One telling point was Carter exhorting Arab countries to contribute more. As a headline in the Financial Times put it: “US urges Arab nations to boost ISIS fight”.

Carter didn’t mention specific names but it was clear he was referring to Saudi Arabia and the other oil-rich Persian Gulf Arab states, including Kuwait, Qatar, United Arab Emirates and Bahrain.

When the US initiated the anti-IS coalition in 2014, fighter jets from the Sunni Arab states participated in the aerial campaign. They quickly fell away from the operation and instead directed their military forces to Yemen, where the Saudi-led Arab coalition has been bombing that country non-stop since March 2015 to thwart an uprising by Houthi revolutionaries.

But there is an even deeper, more disturbing reason for the lack of Arab support for the US-led coalition in Iraq and Syria. That is because Saudi Arabia and the other Sunni monarchies are implicated in funding and arming the very terrorists that Washington’s coalition is supposedly combating.

Several senior US officials have at various times admitted this. Democrat presidential hopeful Hillary Clinton labelled Saudi Arabia as the main sponsor of “Sunni extremist groups”in diplomatic cables when she was Secretary of State back in 2009, as disclosed by Wikileaks.

Vice President Joe Biden, while addressing a Harvard University forum in late 2014, also spilled the beans on the Persian Gulf states and Turkey being behind the rise of terror groups in the Middle East.

So there is substantial reason why the US-led anti-terror coalition in Iraq and Syria has not delivered decisive results. It is the same reason why Carter was joined by only six other countries in Paris this week and why there was a glaring absence of Saudi Arabia and other Arab members. These despotic regimes –whom Washington claims as “allies”–are part of the terrorist problem.

Not that the US or its Western allies are blameless. Far from it. It was Washington after all that master-minded the regime-change operations in Iraq and Syria, which spawned the terror groups.

In fact, we can go further and point to evidence, such as the testimony of Lt General Michael Flynn of the Defense Intelligence Agency, which shows that the US enlisted the terror brigades as proxies to do its dirty work in Syria for regime change.

▶ [TASK SET]:
[1] Answer these questions about the text on Arab support for the anti-IS coalition:
(a) Since when has the Saudi-led Arab coalition been bombing Yemen?
(b) How many other countries joined Carter in Paris?
(c) Which agency did Lt General Michael Flynn belong to?
[2] Resume the text on Arab support for the anti-IS coalition, picking up after its final sentence.

▶ [RECORDS]:
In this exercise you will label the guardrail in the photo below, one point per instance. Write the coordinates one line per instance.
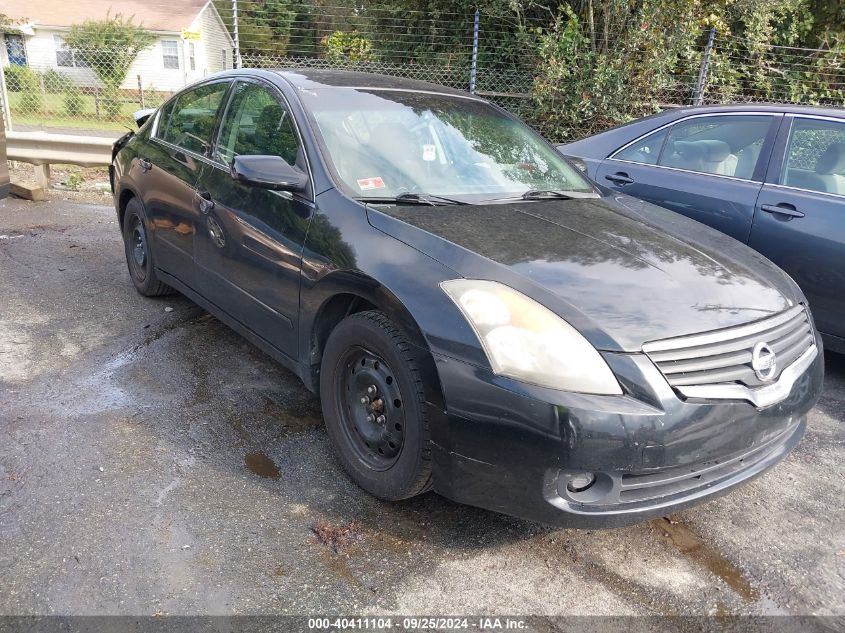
(43, 149)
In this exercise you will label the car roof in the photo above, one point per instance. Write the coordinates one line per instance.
(787, 108)
(318, 78)
(604, 143)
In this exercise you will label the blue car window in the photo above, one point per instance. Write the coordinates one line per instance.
(719, 145)
(815, 156)
(190, 119)
(645, 151)
(256, 123)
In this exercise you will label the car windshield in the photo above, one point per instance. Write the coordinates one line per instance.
(385, 143)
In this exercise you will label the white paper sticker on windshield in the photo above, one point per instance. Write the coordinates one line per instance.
(365, 184)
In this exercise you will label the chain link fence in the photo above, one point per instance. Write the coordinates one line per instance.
(66, 88)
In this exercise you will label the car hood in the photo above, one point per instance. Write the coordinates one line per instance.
(621, 270)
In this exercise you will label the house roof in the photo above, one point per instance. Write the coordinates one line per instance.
(153, 15)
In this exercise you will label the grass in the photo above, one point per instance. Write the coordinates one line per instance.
(54, 115)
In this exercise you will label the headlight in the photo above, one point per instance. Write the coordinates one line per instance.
(526, 341)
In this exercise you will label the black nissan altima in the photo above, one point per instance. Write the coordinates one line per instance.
(477, 317)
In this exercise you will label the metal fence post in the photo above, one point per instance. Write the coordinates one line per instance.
(4, 97)
(235, 33)
(474, 67)
(698, 95)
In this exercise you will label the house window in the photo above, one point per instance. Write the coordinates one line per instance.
(170, 54)
(64, 56)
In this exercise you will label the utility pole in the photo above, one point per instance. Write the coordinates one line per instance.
(235, 33)
(474, 67)
(698, 95)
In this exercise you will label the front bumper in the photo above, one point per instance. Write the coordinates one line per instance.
(512, 448)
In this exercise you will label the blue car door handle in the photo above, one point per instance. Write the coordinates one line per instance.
(782, 209)
(206, 204)
(620, 178)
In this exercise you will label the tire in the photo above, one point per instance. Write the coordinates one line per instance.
(390, 459)
(139, 257)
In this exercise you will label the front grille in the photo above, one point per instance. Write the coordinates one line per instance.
(724, 356)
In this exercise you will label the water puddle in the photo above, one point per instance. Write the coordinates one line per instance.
(261, 465)
(693, 546)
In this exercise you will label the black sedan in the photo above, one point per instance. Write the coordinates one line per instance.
(477, 317)
(770, 176)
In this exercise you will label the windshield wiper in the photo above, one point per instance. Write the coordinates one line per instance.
(411, 198)
(548, 194)
(536, 194)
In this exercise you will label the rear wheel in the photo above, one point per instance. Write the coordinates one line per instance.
(138, 254)
(374, 406)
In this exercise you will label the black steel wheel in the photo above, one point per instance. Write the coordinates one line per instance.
(371, 407)
(138, 254)
(374, 407)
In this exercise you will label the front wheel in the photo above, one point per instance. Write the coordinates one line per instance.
(138, 254)
(374, 406)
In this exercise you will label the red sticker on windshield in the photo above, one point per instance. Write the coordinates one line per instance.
(365, 184)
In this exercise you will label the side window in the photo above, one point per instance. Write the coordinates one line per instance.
(645, 151)
(189, 121)
(815, 156)
(256, 123)
(720, 145)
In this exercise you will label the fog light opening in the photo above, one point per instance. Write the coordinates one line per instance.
(580, 482)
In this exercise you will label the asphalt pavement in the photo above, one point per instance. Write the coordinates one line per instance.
(153, 462)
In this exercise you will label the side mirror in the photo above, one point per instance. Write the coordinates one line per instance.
(141, 116)
(268, 172)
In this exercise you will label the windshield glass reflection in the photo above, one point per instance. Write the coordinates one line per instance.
(385, 143)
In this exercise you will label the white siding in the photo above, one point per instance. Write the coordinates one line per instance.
(212, 53)
(41, 51)
(216, 44)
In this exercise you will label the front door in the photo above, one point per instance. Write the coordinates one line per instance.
(704, 167)
(800, 219)
(166, 169)
(249, 245)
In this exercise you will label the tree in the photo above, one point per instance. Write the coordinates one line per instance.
(109, 47)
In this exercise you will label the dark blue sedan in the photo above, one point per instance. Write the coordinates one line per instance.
(771, 176)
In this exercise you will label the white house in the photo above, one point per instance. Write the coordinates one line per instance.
(192, 40)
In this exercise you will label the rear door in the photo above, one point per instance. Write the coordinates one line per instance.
(166, 170)
(249, 242)
(800, 219)
(707, 167)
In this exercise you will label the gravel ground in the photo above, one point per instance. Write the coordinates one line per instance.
(153, 462)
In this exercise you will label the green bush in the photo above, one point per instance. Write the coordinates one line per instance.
(17, 77)
(26, 82)
(111, 104)
(73, 101)
(55, 82)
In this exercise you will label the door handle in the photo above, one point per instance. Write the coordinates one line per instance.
(206, 204)
(619, 178)
(782, 209)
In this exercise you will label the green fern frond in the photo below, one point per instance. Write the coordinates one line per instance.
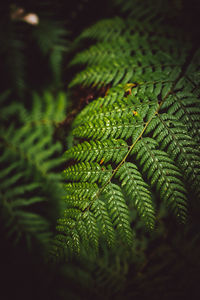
(138, 191)
(139, 143)
(136, 57)
(28, 161)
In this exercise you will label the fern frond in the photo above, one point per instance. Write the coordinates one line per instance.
(163, 174)
(28, 177)
(138, 144)
(138, 191)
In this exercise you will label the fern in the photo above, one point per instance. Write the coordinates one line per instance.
(28, 162)
(139, 143)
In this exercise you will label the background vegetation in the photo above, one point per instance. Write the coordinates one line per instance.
(47, 79)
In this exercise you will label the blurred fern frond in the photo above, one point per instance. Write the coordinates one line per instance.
(30, 161)
(138, 144)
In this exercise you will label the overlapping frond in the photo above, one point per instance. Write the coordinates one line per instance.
(139, 143)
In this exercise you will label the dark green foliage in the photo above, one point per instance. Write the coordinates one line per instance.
(28, 162)
(139, 150)
(122, 221)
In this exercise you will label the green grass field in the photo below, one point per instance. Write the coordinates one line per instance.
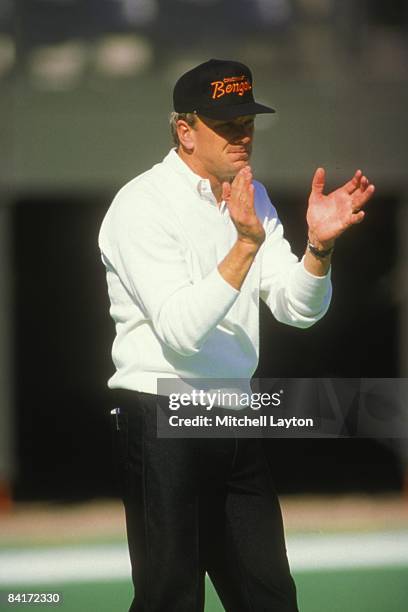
(347, 554)
(360, 583)
(358, 590)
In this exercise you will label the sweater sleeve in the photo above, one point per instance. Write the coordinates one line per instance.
(294, 296)
(147, 254)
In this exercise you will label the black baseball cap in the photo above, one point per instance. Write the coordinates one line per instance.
(218, 89)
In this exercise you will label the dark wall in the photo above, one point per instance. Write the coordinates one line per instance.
(64, 334)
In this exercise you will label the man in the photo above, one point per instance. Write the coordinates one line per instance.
(190, 246)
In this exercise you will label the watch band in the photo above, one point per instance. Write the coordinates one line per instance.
(317, 252)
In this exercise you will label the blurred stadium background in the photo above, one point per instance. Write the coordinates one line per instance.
(85, 96)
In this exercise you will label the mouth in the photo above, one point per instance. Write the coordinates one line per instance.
(241, 151)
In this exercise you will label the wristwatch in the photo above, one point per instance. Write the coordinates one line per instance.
(317, 252)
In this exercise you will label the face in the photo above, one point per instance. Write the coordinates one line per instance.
(222, 147)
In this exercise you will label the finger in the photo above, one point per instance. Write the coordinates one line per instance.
(357, 217)
(364, 183)
(318, 180)
(361, 197)
(226, 191)
(354, 184)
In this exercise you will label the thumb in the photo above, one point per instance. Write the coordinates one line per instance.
(226, 191)
(318, 180)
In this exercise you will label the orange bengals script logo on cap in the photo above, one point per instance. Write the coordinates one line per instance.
(229, 85)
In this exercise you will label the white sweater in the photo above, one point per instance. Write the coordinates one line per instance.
(175, 316)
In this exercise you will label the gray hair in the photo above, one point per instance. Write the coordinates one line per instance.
(189, 118)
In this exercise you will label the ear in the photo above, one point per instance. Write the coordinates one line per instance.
(186, 135)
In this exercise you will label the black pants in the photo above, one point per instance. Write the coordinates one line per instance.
(195, 506)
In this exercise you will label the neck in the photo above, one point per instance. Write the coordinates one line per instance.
(197, 167)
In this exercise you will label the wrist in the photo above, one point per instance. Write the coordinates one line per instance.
(318, 251)
(247, 245)
(320, 245)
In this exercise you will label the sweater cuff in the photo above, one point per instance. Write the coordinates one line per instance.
(309, 289)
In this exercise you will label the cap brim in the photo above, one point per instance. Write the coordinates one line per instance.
(230, 112)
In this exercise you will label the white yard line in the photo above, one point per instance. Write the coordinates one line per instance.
(307, 553)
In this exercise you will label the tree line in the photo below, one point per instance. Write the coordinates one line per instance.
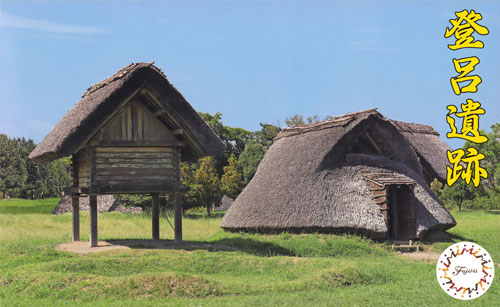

▶ [ANSWERS TO THE TASKS]:
[1]
(a) Since March 2015.
(b) Six.
(c) The Defense Intelligence Agency.

[2]
The US and its Western allies conceal this collusion by claiming that they are supporting “moderate rebels”–not extremists. But the so-called moderates have ended up joining the terrorists and sharing their US-supplied weapons. The distinction between these groups is thus meaningless, leaving the baleful conclusion that Washington, London and Paris are simply colluding with terrorism.

US Republican presidential contenders and media pundits berate the Obama administration for not doing enough militarily to defeat IS. Or as Donald Trump’s backer Sarah Palin would say to “kick ass”.

The unsettling truth is that the US cannot do more to defeat terrorism in the Middle East because Washington and its allies are the source of terrorism in the region. Through their meddling and machinations, Washington and its cohorts have created a veritable Frankenstein monster.

The “coalition”that is actually inflicting serious damage to IS and its various terror franchises is that of Russia working in strategic cooperation with the Syrian Arab Army of President Bashar al-Assad. Since Russia began its aerial bombing campaign nearly four months ago, we have seen a near collapse of the terror network’s oil and weapons smuggling rackets and hundreds of their bases destroyed.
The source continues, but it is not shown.